Problem statement:
Every line from the line containing "Could you please tag every instance of the domed" through the final line of the data is to be printed exactly; no other line is to appear.

[Some records]
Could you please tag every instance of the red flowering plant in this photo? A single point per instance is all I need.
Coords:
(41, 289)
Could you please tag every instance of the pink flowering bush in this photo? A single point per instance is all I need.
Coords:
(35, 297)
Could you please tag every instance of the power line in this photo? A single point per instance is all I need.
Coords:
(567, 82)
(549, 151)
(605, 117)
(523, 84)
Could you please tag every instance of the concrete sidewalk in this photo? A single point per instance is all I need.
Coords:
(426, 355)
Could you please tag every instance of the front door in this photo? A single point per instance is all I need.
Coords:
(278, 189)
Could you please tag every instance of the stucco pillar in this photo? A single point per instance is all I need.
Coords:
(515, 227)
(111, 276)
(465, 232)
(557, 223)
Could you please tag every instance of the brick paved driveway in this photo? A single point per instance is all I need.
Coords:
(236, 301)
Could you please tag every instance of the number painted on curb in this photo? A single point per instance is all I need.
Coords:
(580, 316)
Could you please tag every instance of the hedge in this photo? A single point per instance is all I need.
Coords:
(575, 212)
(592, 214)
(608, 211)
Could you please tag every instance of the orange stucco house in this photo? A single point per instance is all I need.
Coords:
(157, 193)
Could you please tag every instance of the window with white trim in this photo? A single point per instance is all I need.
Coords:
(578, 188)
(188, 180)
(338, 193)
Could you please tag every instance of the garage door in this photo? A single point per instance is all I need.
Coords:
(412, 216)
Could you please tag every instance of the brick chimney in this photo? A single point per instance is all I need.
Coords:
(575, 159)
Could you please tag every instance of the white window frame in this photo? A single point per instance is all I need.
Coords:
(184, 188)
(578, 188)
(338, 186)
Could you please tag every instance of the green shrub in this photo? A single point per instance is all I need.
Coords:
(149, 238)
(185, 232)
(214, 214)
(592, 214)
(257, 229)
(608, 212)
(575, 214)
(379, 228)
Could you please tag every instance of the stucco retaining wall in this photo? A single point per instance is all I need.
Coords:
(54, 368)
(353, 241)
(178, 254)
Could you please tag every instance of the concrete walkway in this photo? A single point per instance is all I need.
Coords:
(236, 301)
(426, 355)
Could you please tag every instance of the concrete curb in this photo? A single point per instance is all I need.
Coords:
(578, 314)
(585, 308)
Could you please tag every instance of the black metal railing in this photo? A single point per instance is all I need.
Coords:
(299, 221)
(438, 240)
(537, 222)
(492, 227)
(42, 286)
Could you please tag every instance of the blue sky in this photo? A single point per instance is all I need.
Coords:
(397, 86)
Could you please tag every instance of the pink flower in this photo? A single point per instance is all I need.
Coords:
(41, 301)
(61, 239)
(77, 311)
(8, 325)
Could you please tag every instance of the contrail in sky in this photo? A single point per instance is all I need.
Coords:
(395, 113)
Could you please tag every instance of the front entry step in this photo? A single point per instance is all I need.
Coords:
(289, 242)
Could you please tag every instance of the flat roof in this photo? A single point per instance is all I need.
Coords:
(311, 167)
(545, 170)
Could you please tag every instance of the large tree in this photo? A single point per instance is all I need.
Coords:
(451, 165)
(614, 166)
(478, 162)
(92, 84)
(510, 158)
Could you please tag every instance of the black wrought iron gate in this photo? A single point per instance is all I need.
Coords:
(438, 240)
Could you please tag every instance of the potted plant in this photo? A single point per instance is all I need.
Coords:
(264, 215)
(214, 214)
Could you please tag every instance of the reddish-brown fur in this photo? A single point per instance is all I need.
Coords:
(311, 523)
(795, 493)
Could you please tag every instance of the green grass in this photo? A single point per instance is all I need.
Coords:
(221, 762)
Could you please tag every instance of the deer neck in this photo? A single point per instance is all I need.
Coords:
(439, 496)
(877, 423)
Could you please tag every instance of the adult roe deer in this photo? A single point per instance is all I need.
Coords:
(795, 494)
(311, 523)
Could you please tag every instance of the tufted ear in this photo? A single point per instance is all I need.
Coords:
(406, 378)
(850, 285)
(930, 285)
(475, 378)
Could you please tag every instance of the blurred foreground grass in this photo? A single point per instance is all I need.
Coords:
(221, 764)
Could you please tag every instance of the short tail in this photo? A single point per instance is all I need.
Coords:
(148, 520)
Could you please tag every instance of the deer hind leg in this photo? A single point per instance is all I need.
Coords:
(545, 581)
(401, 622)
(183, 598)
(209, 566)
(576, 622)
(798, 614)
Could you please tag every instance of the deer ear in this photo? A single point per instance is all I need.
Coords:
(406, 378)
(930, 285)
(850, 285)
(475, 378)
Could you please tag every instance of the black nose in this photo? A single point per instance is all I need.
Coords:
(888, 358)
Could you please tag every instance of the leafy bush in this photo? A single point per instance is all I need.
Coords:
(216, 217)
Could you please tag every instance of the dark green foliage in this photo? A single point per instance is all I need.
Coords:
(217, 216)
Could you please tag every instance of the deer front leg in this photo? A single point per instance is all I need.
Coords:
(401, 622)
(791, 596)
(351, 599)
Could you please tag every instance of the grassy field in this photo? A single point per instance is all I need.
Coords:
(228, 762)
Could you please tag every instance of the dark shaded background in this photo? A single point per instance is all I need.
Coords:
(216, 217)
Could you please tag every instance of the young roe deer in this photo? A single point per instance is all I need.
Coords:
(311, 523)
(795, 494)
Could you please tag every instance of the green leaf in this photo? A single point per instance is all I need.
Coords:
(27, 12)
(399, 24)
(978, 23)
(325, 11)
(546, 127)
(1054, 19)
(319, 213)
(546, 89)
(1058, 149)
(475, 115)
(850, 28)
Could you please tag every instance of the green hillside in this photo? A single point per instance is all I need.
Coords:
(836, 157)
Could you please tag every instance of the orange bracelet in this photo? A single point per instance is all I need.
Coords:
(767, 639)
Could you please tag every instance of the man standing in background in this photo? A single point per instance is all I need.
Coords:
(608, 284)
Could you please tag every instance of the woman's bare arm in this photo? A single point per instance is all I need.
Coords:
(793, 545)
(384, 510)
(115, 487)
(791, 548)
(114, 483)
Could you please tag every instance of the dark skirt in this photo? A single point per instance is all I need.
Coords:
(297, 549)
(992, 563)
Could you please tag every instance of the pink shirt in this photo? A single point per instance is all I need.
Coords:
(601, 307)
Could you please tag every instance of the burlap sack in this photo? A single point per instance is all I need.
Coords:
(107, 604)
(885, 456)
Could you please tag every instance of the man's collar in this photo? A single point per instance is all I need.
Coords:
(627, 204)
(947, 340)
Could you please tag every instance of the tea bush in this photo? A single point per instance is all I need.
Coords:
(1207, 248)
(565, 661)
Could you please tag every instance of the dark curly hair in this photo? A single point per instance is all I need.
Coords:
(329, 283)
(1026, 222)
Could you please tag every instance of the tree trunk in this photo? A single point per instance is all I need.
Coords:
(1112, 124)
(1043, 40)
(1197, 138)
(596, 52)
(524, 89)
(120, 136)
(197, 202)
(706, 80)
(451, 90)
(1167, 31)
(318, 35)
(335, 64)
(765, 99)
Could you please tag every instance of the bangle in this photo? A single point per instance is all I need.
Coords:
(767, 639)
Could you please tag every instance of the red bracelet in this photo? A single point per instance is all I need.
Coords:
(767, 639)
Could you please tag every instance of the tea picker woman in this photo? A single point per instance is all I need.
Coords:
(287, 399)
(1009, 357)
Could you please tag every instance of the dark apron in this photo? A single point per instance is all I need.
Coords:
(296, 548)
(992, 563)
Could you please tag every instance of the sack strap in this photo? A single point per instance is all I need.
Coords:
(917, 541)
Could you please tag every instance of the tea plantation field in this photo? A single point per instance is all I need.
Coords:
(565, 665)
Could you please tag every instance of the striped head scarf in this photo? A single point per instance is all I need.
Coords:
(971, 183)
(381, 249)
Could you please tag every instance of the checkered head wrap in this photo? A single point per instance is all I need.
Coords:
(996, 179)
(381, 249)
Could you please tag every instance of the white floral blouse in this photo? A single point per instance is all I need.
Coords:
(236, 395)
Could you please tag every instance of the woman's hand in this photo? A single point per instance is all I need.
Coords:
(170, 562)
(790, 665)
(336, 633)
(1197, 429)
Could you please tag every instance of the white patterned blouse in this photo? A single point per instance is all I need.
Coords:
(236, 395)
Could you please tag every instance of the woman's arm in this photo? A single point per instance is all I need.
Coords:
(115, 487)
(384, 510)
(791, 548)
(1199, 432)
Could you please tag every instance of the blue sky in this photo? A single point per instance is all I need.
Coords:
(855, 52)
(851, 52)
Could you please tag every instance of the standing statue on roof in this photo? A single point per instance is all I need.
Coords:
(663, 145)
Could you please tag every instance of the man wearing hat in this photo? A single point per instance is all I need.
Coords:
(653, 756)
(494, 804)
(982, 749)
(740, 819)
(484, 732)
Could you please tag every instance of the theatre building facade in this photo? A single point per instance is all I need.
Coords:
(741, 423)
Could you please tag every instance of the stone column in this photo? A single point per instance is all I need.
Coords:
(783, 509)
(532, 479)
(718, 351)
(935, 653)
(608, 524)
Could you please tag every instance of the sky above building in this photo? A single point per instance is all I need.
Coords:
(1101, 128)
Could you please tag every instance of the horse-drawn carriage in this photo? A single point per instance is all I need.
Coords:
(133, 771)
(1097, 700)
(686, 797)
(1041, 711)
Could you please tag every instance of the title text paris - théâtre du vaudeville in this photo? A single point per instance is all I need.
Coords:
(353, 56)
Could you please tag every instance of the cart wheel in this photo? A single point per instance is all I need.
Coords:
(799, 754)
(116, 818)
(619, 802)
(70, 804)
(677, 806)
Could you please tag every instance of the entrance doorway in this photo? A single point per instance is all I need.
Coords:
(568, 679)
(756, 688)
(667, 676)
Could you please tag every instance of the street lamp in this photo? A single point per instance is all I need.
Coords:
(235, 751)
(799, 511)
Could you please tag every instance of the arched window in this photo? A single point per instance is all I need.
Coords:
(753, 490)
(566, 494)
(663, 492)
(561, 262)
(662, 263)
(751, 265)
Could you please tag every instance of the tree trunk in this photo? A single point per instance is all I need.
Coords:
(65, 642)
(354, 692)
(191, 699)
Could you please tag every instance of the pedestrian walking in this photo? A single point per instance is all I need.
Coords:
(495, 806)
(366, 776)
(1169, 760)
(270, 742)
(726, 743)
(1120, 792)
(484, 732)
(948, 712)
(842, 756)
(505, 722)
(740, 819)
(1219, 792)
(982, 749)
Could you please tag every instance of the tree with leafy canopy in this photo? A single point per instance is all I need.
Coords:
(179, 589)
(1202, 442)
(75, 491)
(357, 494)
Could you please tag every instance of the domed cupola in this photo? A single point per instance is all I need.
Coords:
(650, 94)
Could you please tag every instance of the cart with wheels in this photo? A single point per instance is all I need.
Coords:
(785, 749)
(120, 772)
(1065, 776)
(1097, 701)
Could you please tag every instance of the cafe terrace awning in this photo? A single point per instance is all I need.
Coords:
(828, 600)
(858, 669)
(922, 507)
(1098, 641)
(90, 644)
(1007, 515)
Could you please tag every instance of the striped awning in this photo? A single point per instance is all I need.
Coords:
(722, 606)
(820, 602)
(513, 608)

Result of the task:
Could you please tag every instance of the domed cupola in this photo? A single point per instance is all I need.
Coords:
(650, 94)
Could you please tag every instance of the cart with wheels in this photo? A single point per instance is all I need.
Coords:
(785, 749)
(120, 772)
(1065, 776)
(1097, 701)
Could you please tag every instance of the cafe terrace awning in this photo? A single point per instance is all I need.
Coords:
(828, 600)
(858, 669)
(922, 507)
(1098, 641)
(90, 644)
(1007, 515)
Could you please tag every instance of the striped awning in this photo? A single point per instance is all I need.
Coords:
(722, 606)
(820, 602)
(513, 608)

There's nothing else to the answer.